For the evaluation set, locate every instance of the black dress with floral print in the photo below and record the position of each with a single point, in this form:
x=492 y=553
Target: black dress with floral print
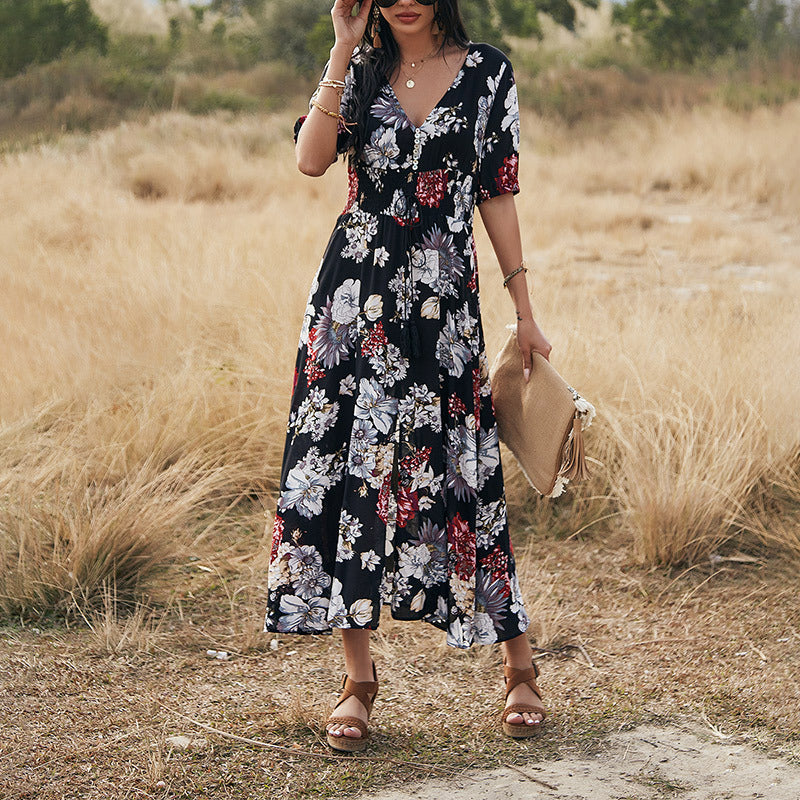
x=391 y=485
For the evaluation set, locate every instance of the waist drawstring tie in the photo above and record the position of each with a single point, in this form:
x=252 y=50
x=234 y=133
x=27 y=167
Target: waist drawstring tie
x=410 y=342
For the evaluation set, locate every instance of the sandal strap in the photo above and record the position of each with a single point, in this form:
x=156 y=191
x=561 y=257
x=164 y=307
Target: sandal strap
x=522 y=708
x=351 y=722
x=514 y=677
x=360 y=690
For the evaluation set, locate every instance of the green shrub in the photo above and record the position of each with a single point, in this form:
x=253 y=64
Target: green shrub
x=39 y=31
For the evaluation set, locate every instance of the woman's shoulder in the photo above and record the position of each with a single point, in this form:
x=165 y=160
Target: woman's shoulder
x=489 y=56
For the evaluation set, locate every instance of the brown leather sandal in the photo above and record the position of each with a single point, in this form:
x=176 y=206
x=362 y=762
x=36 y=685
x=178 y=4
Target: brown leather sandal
x=513 y=677
x=362 y=690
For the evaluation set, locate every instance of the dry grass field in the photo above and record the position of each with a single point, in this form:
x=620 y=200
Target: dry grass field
x=152 y=283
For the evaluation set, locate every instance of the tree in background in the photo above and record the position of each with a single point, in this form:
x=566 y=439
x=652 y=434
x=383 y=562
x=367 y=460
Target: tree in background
x=38 y=31
x=776 y=24
x=300 y=31
x=681 y=32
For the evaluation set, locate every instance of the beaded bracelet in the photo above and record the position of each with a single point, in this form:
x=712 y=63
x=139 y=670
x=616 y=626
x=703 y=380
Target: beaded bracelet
x=327 y=111
x=342 y=121
x=333 y=84
x=520 y=268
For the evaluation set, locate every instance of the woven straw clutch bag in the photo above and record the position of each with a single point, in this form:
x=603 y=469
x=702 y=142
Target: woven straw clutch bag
x=541 y=421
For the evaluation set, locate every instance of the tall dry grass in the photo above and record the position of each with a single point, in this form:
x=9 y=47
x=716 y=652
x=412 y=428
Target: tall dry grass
x=154 y=278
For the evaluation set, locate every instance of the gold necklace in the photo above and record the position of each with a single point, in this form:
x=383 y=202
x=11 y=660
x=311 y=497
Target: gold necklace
x=410 y=82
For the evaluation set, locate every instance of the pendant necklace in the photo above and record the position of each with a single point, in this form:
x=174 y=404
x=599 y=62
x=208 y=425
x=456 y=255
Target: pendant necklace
x=410 y=82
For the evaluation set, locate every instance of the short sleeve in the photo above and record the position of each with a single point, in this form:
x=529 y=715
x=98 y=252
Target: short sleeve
x=344 y=136
x=499 y=151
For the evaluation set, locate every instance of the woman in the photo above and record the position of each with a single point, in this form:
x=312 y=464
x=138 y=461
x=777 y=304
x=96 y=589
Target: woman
x=392 y=488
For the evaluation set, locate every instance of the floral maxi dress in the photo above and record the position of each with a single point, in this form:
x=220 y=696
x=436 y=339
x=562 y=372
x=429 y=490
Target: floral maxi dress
x=391 y=484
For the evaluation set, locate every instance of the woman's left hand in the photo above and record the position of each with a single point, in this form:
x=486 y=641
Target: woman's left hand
x=530 y=338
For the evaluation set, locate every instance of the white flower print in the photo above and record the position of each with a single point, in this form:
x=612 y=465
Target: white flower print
x=430 y=308
x=488 y=454
x=317 y=413
x=349 y=527
x=484 y=105
x=462 y=204
x=389 y=364
x=373 y=307
x=420 y=520
x=468 y=327
x=361 y=612
x=307 y=482
x=425 y=265
x=462 y=462
x=337 y=611
x=511 y=119
x=361 y=458
x=381 y=257
x=382 y=149
x=450 y=349
x=490 y=519
x=297 y=614
x=450 y=265
x=359 y=230
x=374 y=405
x=412 y=560
x=370 y=560
x=332 y=341
x=459 y=633
x=388 y=110
x=345 y=305
x=483 y=628
x=422 y=407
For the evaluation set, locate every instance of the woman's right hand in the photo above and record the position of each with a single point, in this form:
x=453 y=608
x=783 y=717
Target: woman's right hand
x=347 y=28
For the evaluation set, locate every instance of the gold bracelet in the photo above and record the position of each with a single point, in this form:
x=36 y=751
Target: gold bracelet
x=326 y=111
x=520 y=268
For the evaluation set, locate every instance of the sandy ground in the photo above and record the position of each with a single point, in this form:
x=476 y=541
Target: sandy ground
x=641 y=764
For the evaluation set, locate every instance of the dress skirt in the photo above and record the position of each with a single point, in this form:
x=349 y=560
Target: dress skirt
x=391 y=488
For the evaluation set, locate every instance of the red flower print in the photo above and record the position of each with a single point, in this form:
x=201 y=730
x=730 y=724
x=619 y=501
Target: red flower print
x=352 y=188
x=383 y=498
x=496 y=563
x=455 y=405
x=313 y=371
x=407 y=505
x=411 y=463
x=375 y=340
x=431 y=187
x=277 y=535
x=476 y=395
x=507 y=180
x=461 y=543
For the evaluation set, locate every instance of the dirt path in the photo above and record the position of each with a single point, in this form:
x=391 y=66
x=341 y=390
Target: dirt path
x=646 y=763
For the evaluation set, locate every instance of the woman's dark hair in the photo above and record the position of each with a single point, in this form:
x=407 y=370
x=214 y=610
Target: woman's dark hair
x=382 y=61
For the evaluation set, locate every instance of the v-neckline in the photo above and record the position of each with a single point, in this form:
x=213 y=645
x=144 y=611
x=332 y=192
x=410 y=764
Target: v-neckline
x=455 y=80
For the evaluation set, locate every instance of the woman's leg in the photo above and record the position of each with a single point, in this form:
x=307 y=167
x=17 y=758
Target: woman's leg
x=358 y=665
x=518 y=655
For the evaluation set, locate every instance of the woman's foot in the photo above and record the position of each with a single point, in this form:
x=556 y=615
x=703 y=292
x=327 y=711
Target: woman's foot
x=523 y=694
x=351 y=707
x=523 y=713
x=346 y=728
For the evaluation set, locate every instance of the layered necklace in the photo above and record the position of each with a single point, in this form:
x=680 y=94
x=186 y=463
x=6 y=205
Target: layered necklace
x=418 y=64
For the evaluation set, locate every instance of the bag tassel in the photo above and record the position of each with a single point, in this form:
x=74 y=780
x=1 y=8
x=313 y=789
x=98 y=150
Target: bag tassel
x=574 y=464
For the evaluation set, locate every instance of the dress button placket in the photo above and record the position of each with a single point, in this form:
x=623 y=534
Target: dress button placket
x=417 y=150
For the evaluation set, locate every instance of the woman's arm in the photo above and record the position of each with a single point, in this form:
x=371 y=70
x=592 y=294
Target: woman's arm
x=316 y=140
x=499 y=215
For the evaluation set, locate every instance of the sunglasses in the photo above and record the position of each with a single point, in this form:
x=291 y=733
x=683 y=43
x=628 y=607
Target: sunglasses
x=390 y=3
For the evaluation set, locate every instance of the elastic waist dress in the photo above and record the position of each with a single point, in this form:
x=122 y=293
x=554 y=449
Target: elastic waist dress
x=391 y=488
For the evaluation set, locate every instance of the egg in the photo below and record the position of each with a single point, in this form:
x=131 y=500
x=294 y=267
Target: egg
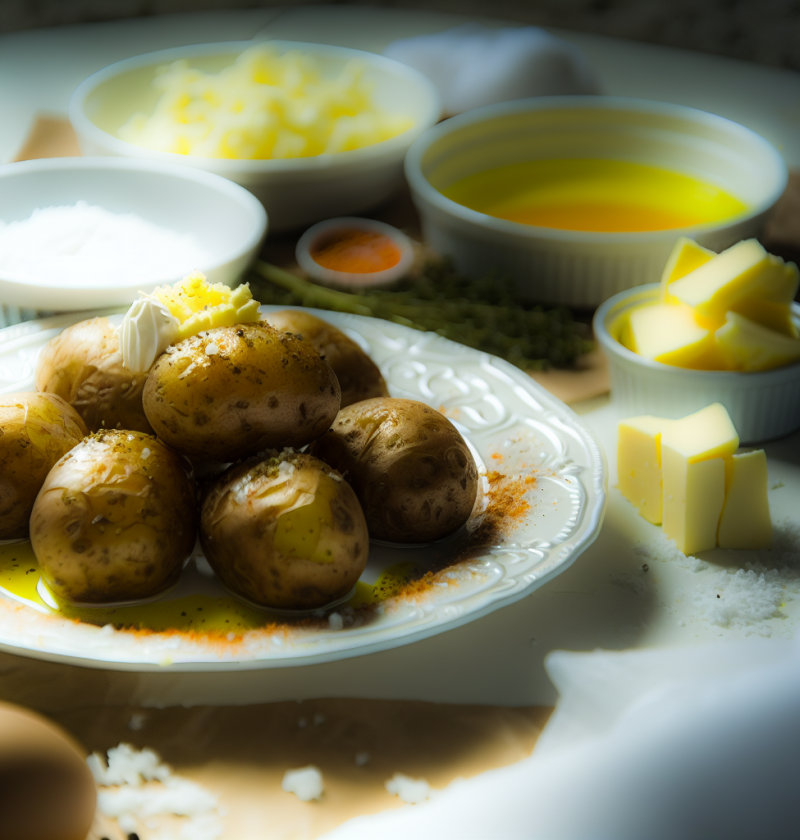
x=46 y=789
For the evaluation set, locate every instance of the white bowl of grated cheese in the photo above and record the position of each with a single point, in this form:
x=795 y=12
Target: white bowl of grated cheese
x=84 y=233
x=314 y=131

-=-=-=-=-

* Aim of the exercise
Lay out the records from the line containing "For the evaluation set, locate every instance of the v-neckline" through the line containing "x=518 y=655" as a Markdown table with the columns Row and Line, one line per row and blank lines left out.

* Complete answer
| Row | Line |
|---|---|
| 1 | For the evaluation set, locate every instance of the v-neckline in the photo above and record the position of each with a single point, in this form: |
| 2 | x=213 y=645 |
| 3 | x=144 y=611 |
| 4 | x=332 y=192 |
| 5 | x=410 y=764 |
| 6 | Target: v-neckline |
| 7 | x=455 y=80 |
| 8 | For the evaluation set, locate every instance of the woman's leg in the photo above and record the position of each with a single point, in this form: |
| 9 | x=307 y=167 |
| 10 | x=17 y=758 |
| 11 | Target: woman's leg |
| 12 | x=358 y=665 |
| 13 | x=518 y=655 |